WHAT TO PRODUCE -
Extract each line of the material that contains the string "macron".

────

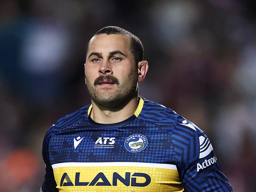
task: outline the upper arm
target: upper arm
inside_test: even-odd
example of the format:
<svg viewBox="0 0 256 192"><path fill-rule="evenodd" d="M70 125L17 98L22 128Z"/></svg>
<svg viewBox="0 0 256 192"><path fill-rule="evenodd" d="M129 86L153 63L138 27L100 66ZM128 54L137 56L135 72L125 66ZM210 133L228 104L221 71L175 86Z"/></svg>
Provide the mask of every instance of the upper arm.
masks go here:
<svg viewBox="0 0 256 192"><path fill-rule="evenodd" d="M45 164L46 172L41 190L43 191L44 192L58 191L56 188L57 184L54 179L53 170L50 163L49 155L49 142L52 137L52 131L54 128L53 126L51 127L46 133L43 143L42 155Z"/></svg>
<svg viewBox="0 0 256 192"><path fill-rule="evenodd" d="M233 191L204 132L183 119L172 137L179 175L186 191Z"/></svg>

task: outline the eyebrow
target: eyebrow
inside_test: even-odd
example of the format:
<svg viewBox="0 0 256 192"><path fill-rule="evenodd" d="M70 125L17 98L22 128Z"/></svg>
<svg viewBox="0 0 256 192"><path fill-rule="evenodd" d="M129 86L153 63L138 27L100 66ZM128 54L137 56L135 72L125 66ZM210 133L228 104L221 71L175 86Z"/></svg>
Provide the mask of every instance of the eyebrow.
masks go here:
<svg viewBox="0 0 256 192"><path fill-rule="evenodd" d="M91 54L89 55L89 56L88 56L88 58L89 59L90 57L92 55L96 55L98 57L102 57L101 53L100 53L99 52L92 52Z"/></svg>
<svg viewBox="0 0 256 192"><path fill-rule="evenodd" d="M126 56L124 54L121 52L120 51L114 51L110 52L109 53L109 57L112 57L114 55L115 55L116 54L120 54L120 55L122 55L126 57L127 57L127 56ZM89 56L88 57L88 58L89 59L90 57L92 55L96 55L101 58L102 57L102 54L101 53L100 53L99 52L92 52L91 54L89 55Z"/></svg>
<svg viewBox="0 0 256 192"><path fill-rule="evenodd" d="M125 55L124 55L124 54L122 53L120 51L112 51L111 52L110 52L109 53L109 56L113 56L114 55L115 55L116 54L120 54L120 55L122 55L126 57L127 57L127 56L126 56Z"/></svg>

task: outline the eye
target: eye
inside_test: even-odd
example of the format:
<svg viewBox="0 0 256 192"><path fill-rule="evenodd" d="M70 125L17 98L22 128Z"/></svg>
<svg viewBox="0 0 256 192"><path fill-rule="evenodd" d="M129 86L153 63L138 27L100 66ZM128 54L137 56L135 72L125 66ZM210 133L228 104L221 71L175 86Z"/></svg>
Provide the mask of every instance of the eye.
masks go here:
<svg viewBox="0 0 256 192"><path fill-rule="evenodd" d="M121 61L122 59L121 58L119 57L114 57L113 59L112 59L113 61Z"/></svg>
<svg viewBox="0 0 256 192"><path fill-rule="evenodd" d="M100 61L100 59L98 58L95 58L95 59L93 59L92 61L98 63Z"/></svg>

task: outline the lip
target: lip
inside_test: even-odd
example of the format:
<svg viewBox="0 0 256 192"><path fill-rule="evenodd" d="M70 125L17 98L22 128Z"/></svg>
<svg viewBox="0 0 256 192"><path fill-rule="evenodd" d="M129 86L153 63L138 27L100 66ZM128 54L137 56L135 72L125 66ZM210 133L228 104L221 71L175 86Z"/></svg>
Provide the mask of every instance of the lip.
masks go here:
<svg viewBox="0 0 256 192"><path fill-rule="evenodd" d="M100 83L99 84L99 85L100 86L108 86L108 87L110 87L110 86L112 86L115 85L115 83L106 83L106 82L104 82L102 83Z"/></svg>

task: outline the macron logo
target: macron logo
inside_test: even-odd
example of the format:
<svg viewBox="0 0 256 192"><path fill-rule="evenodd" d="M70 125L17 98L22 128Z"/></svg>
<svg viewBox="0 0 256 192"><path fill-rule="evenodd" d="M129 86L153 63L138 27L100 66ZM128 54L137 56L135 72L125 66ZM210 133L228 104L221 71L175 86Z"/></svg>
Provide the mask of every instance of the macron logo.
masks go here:
<svg viewBox="0 0 256 192"><path fill-rule="evenodd" d="M77 137L76 138L74 138L74 147L75 149L76 149L76 147L77 147L77 146L79 144L80 142L82 141L83 137L81 138L80 136L79 136Z"/></svg>

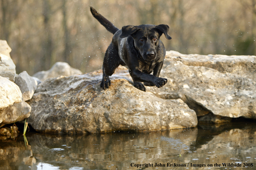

────

SOLUTION FOR THIS PROBLEM -
task: outline the macron logo
target: macron logo
Provide the mask of every instance of the macron logo.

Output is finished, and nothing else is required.